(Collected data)
──────────────────────────────

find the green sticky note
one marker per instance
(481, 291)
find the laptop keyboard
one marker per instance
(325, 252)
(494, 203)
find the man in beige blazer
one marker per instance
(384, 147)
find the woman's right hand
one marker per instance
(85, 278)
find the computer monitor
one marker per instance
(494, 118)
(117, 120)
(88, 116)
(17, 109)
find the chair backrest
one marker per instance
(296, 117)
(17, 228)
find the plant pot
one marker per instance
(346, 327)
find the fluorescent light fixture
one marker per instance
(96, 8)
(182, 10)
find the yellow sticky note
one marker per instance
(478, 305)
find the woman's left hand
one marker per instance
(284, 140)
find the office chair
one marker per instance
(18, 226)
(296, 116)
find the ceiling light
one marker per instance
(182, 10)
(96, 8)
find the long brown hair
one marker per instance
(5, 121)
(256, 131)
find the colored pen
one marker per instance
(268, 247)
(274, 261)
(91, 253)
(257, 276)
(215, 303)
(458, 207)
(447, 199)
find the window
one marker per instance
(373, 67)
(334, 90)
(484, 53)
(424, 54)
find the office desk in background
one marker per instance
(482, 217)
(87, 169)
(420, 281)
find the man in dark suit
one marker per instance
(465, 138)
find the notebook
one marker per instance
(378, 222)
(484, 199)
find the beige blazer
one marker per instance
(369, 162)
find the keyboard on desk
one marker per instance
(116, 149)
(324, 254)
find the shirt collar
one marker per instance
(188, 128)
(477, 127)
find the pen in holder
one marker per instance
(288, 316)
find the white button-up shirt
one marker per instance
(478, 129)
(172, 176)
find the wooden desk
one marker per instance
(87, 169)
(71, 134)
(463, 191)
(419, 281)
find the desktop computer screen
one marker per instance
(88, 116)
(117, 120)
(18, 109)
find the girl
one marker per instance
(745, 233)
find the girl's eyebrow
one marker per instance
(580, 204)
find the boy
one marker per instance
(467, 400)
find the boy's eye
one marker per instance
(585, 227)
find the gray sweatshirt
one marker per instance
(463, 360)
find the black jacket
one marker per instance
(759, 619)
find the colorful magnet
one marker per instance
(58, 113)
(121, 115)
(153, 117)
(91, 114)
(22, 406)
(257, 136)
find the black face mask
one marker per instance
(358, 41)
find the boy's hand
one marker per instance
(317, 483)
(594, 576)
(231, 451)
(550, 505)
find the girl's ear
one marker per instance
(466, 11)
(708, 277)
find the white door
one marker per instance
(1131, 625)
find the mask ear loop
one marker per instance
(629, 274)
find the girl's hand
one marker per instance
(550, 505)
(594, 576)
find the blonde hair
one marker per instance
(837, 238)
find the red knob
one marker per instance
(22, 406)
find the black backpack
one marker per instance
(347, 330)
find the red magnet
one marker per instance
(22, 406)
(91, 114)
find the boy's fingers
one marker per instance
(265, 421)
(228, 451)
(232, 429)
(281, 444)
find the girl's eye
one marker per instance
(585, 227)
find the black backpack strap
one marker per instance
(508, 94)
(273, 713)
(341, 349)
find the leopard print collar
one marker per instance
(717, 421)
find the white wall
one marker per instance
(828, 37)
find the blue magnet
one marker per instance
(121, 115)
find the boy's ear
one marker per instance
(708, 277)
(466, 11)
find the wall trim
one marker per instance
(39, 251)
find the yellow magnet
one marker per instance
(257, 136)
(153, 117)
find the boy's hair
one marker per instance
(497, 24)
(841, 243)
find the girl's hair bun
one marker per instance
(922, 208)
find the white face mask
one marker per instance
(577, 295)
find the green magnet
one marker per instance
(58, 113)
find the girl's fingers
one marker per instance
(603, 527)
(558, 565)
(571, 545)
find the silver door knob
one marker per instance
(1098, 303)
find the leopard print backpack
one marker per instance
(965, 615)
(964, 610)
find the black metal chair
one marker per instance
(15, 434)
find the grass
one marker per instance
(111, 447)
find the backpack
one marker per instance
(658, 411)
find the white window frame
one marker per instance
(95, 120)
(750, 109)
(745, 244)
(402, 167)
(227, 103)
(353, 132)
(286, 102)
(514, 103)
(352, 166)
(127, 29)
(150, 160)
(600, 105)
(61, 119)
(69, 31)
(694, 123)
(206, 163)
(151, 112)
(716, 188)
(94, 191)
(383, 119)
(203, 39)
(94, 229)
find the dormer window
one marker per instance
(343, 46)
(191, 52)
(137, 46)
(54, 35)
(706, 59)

──────────────────────────────

__WHAT TO WORK ON__
Your answer should consist of the lines above that hold the word "light".

__REPLY TO THE EXERCISE__
find the fluorescent light fixture
find the ceiling light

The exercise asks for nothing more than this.